→ Passage shown
%%

Prisoner of Conscience Huynh Duc Thinh Suffers from Hemorrhagic Stroke Few Weeks Before His One-Year Imprisonment Ends

 

Defend the Defenders, December 9, 2020

 

Prisoner of conscience Huynh Duc Thinh, who is serving his one-year imprisonment in a prison camp in Dong Nai province, is suffering from a hemorrhage stroke a few weeks before his term ends and he is under critical conditions.

After being treated ineffectively in a hospital managed by the Ministry of Public Security, Mr. Thinh was transferred to Hospital 115, a private medical facility in Ho Chi Minh City upon request of his former wife Nguyen Thi Hue, who is taking care for him along with conducting regular prison visits to their son Huynh Duc Thanh Binh, a young democracy activist being imprisoned in Xuan Loc Prison camp in Dong Nai.

Ms. Hue told Defend the Defenders that her ex-husband is still under close surveillance of a group of police officers. She said the police have not provided the information about the cause of his illness, adding when she met him in the prison camp on November 29, he was totally healthy.

Mr. Thinh, a former political prisoner at his 68-year age, was arrested on July 7, 2018 by the security forces in Ho Chi Minh City after they kidnapped Mr. Binh, Thailand-based democracy campaigner Mr. Tran Long Phi and Vietnamese American Michael Minh Phuong Nguyen. Mr. Thinh was charged with “misprision” under Clause 1 of Article 390 of the Criminal Code while the three others were alleged of subversion.

In June 2019, the People’s Court of HCM City convicted the four to total 30 years in prison. Particularly, Mr. Nguyen was sentenced to 12 years, Mr. Binh- ten years, Mr. Phi-eight years, and Mr. Thinh- one year.

In an appeal hearing in November last year, the Higher People’s Court in HCM City upheld the sentence of Mr. Thinh and he was taken to police custody. His term is expected to end three weeks later.

Meanwhile, Mr. Nguyen was freed and deported to the US while Mr. Binh was transferred to Xuan Loc Prison camp and Phi was taken to Gia Trung Prison camp in the Central Highlands province of Gia Lai.

Vietnam is the biggest prison of prisoners of conscience in Southeast Asia, according to the report released by Amnesty International on December 1. In prison camps and detention facilities across the country, prisoners of conscience are being treated inhumanely, subjects of physical and mental torture carried out by police officers or criminal inmates backed by police.

%%

→ Data listing
%%

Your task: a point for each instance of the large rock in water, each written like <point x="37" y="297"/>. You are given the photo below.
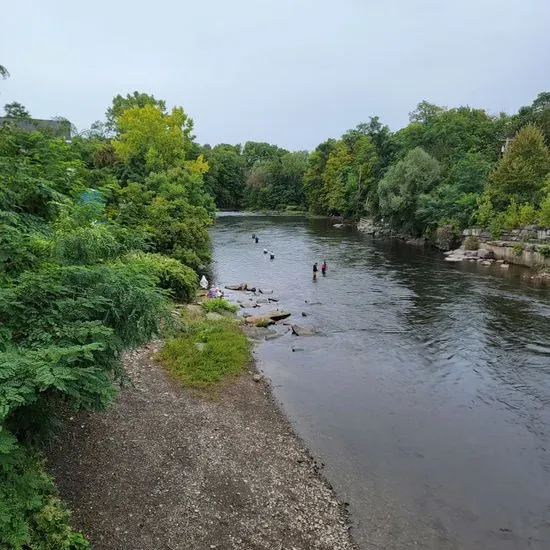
<point x="267" y="318"/>
<point x="241" y="286"/>
<point x="485" y="254"/>
<point x="277" y="315"/>
<point x="301" y="331"/>
<point x="213" y="316"/>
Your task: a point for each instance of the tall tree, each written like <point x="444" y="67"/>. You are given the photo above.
<point x="153" y="139"/>
<point x="226" y="178"/>
<point x="123" y="103"/>
<point x="521" y="172"/>
<point x="404" y="182"/>
<point x="16" y="110"/>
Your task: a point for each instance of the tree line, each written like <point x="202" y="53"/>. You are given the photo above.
<point x="99" y="233"/>
<point x="445" y="168"/>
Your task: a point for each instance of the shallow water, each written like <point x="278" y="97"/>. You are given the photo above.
<point x="426" y="393"/>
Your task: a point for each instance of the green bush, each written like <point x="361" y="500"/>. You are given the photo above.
<point x="170" y="274"/>
<point x="31" y="516"/>
<point x="471" y="243"/>
<point x="219" y="305"/>
<point x="206" y="353"/>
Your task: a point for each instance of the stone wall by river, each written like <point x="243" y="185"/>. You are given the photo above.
<point x="527" y="246"/>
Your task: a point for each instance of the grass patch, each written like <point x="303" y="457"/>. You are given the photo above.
<point x="218" y="305"/>
<point x="206" y="352"/>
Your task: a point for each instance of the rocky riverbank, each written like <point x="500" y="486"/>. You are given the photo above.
<point x="166" y="467"/>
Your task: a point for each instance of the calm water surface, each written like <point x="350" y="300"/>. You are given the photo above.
<point x="427" y="393"/>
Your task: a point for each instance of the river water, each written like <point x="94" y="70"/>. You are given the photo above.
<point x="427" y="392"/>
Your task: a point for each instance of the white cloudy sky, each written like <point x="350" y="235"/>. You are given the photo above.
<point x="291" y="72"/>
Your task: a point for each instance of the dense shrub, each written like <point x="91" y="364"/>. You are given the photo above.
<point x="170" y="274"/>
<point x="30" y="514"/>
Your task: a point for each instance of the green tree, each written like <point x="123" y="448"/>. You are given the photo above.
<point x="538" y="113"/>
<point x="255" y="153"/>
<point x="418" y="173"/>
<point x="225" y="179"/>
<point x="520" y="174"/>
<point x="152" y="139"/>
<point x="338" y="182"/>
<point x="123" y="103"/>
<point x="313" y="177"/>
<point x="16" y="110"/>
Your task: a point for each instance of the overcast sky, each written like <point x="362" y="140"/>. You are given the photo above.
<point x="291" y="72"/>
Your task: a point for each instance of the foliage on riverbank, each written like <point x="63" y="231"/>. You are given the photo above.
<point x="219" y="305"/>
<point x="206" y="352"/>
<point x="95" y="235"/>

%%

→ Task instructions
- A) In the report on Huynh Duc Thinh, why was he moved to Hospital 115? Answer in one to three sentences.
- B) Transcribe the part of the report on Huynh Duc Thinh from "In an appeal" to "three weeks later.".

→ Activity answers
- A) He was moved to Hospital 115 after treatment at a hospital run by the Ministry of Public Security proved ineffective. The transfer was made at the request of his former wife, Nguyen Thi Hue.

- B)
In an appeal hearing in November last year, the Higher People’s Court in HCM City upheld the sentence of Mr. Thinh and he was taken to police custody. His term is expected to end three weeks later.